==== EXCERPTED RECORDS
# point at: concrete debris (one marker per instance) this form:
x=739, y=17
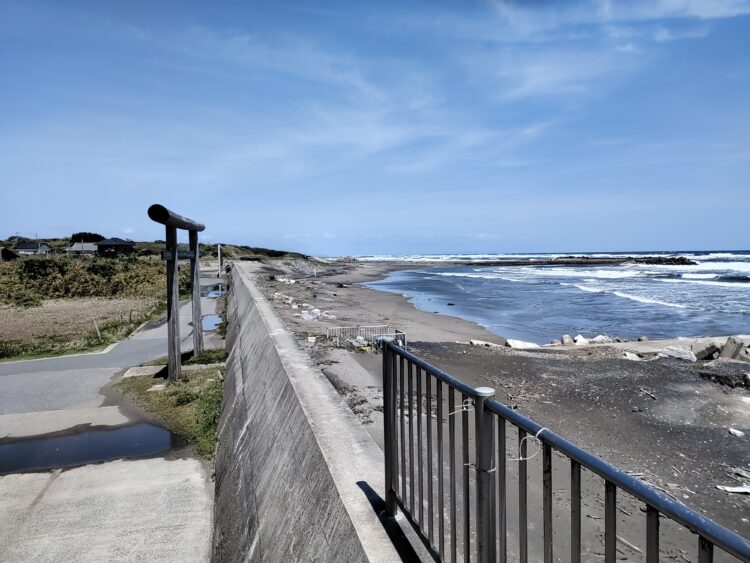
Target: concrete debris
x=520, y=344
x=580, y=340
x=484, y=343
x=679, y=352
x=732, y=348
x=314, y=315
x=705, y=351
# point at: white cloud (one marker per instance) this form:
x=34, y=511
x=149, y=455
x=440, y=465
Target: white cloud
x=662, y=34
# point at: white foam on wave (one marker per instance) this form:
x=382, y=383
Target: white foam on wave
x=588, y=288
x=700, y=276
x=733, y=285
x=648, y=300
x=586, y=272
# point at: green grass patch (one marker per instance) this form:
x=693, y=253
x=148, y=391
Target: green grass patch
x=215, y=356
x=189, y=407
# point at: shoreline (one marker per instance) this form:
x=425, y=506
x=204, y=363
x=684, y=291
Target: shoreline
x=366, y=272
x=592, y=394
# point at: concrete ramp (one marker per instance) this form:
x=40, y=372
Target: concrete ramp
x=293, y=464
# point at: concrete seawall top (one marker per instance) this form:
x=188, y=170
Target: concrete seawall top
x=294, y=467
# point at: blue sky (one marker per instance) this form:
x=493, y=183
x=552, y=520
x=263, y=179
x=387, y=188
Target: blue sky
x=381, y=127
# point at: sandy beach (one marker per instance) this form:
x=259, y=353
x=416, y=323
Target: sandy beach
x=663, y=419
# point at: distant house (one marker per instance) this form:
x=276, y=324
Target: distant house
========
- GOAL -
Copy the lines above word for word, leaving out the picture.

- ANSWER TO THE PROBLEM -
# point at: concrete debris (one marker per instance) this form:
x=739, y=17
Target: concrete debris
x=520, y=344
x=580, y=340
x=484, y=343
x=679, y=352
x=732, y=348
x=314, y=315
x=705, y=351
# point at: white cloud (one marker per instance) this form:
x=34, y=511
x=149, y=455
x=440, y=465
Target: white cloud
x=662, y=34
# point at: white foam on wave (one marker per instance) this form:
x=382, y=383
Target: white foam on wave
x=588, y=288
x=700, y=276
x=733, y=285
x=648, y=300
x=586, y=272
# point at: green grass patch (one marker per instance) this form:
x=693, y=253
x=148, y=391
Target: green grass patch
x=215, y=356
x=189, y=407
# point at: shoreline (one marker per instance) this form:
x=425, y=506
x=204, y=363
x=684, y=291
Target: shoreline
x=366, y=272
x=592, y=394
# point at: concrete ramp (one marker per instance) this form:
x=40, y=372
Target: concrete ramp
x=293, y=464
# point at: concrete seawall top (one marker per instance) this form:
x=188, y=170
Target: concrete seawall top
x=294, y=467
# point at: blue sky (one marker per instance) this form:
x=493, y=183
x=552, y=520
x=263, y=179
x=387, y=188
Target: blue sky
x=381, y=127
# point at: sandy beach (one marker per instance) this form:
x=259, y=353
x=416, y=323
Target: sandy beach
x=663, y=419
# point at: distant house (one marker per instance) this form:
x=276, y=324
Target: distant house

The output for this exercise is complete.